OPDRACHTOMSCHRIJVING
Vervang "turquoise" door "emerald" in het deel van het materiaal dat bij het begin opent en sluit met de regel waarin "x=700 y=235" staat. Geef alleen dat deel opnieuw en laat al het overige ongewijzigd.

GEGEVEN MATERIAAL
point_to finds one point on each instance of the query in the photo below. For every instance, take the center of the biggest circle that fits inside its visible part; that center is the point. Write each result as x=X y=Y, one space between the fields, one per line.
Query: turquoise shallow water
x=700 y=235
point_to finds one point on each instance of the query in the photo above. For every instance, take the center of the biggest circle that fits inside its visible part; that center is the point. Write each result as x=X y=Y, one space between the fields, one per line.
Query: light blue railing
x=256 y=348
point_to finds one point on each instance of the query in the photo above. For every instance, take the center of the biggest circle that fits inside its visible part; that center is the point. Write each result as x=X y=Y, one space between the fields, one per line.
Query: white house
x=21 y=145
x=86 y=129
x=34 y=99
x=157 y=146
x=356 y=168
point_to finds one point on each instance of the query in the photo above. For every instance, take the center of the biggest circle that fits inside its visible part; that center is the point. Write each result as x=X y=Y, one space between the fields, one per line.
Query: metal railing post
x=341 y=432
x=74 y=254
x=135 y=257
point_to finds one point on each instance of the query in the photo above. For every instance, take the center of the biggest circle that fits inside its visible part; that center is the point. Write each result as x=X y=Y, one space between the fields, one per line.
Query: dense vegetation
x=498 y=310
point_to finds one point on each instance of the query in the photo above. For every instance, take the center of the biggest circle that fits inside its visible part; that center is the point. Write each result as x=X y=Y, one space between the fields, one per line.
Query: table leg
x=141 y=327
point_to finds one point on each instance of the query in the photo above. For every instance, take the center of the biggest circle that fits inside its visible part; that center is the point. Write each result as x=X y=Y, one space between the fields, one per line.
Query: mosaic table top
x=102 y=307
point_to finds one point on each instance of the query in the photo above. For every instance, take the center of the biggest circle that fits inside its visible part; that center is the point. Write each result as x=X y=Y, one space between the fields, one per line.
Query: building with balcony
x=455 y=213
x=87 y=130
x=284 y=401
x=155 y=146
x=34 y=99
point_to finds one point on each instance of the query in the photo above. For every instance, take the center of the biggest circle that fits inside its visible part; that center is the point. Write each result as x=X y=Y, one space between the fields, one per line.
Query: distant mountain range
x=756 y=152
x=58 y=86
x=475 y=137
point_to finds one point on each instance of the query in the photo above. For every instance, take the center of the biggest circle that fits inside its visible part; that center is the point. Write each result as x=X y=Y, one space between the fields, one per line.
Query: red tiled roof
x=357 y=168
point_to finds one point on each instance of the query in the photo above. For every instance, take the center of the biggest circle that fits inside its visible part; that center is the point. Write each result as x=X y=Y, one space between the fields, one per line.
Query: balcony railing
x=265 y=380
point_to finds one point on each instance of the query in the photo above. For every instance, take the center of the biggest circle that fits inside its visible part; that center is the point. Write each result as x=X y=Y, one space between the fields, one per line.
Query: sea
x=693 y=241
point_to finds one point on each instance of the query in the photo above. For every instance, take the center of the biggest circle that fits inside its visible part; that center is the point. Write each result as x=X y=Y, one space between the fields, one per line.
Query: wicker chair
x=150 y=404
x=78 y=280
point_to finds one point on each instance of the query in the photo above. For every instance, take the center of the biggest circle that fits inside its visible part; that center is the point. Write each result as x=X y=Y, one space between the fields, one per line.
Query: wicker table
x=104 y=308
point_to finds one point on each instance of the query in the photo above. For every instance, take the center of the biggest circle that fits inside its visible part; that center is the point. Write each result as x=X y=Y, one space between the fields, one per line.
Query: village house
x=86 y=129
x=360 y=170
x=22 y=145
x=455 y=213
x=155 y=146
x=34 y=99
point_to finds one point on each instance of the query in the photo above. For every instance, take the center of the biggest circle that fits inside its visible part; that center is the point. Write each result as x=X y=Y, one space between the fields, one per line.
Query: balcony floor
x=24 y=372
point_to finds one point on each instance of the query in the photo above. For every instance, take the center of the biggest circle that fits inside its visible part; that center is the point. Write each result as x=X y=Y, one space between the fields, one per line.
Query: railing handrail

VOLLEDIG ANTWOORD
point_to finds one point on each instance of the query in the photo below. For every instance, take the center of the biggest circle that fits inside its visible part; that center is the point. Write each result as x=X y=Y, one space between the fields, one per line.
Query: emerald shallow water
x=700 y=235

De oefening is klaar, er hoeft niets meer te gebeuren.